Please return the lines of the data that contain "wall".
════════════════
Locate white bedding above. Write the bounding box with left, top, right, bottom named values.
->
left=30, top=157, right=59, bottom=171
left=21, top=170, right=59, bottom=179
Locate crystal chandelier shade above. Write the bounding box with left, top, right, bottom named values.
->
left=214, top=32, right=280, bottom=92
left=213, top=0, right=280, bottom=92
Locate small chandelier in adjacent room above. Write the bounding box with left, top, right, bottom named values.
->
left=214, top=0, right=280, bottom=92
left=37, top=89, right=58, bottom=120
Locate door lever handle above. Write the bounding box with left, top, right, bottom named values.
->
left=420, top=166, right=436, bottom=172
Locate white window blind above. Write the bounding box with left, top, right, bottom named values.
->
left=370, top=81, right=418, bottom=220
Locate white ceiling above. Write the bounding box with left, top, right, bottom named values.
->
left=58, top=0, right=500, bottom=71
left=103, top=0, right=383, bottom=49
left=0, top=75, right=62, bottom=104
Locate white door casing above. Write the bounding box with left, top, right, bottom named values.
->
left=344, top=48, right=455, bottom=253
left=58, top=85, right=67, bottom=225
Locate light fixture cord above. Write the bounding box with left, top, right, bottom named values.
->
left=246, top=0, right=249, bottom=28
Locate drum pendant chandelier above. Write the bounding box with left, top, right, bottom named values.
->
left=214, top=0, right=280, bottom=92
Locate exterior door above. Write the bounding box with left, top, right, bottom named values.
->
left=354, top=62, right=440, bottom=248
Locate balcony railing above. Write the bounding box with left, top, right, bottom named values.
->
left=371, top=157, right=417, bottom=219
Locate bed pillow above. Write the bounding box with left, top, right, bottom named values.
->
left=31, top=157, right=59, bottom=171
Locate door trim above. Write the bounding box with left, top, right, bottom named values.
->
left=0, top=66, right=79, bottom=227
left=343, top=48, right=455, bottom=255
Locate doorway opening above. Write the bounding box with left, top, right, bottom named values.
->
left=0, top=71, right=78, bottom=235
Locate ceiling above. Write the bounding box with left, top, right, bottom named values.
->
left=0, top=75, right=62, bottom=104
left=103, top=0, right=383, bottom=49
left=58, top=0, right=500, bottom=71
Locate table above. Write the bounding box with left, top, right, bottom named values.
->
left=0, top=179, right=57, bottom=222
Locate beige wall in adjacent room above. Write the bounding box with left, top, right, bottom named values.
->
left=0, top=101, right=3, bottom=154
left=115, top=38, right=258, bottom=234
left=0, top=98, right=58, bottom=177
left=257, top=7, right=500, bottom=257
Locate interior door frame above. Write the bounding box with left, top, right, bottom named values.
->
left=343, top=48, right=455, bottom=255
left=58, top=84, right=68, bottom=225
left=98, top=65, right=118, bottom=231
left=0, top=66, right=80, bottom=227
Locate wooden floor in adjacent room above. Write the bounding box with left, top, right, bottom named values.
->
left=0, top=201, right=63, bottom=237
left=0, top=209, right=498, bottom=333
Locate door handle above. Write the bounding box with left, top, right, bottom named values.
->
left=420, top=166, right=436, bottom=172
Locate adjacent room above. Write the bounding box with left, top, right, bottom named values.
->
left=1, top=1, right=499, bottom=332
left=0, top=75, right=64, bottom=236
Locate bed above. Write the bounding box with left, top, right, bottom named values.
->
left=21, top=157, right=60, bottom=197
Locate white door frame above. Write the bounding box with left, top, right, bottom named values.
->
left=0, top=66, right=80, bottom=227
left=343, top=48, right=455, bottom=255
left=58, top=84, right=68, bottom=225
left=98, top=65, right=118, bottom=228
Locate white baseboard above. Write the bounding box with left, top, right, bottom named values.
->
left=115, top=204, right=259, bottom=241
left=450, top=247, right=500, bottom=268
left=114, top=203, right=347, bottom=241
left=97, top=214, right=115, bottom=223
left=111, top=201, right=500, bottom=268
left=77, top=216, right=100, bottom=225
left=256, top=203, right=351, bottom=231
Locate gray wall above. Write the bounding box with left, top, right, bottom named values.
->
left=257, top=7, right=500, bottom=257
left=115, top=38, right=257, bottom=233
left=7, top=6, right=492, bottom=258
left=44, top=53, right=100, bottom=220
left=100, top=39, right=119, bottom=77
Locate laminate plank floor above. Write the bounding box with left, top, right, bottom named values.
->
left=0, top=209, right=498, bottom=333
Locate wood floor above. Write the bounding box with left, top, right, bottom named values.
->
════════════════
ANSWER FOR THIS EXERCISE
Locate beige wall in adjacent room above. Write the bounding box with left, top, right, bottom named values.
Locate gray wall above. Write the bounding box with left, top, right, bottom named values.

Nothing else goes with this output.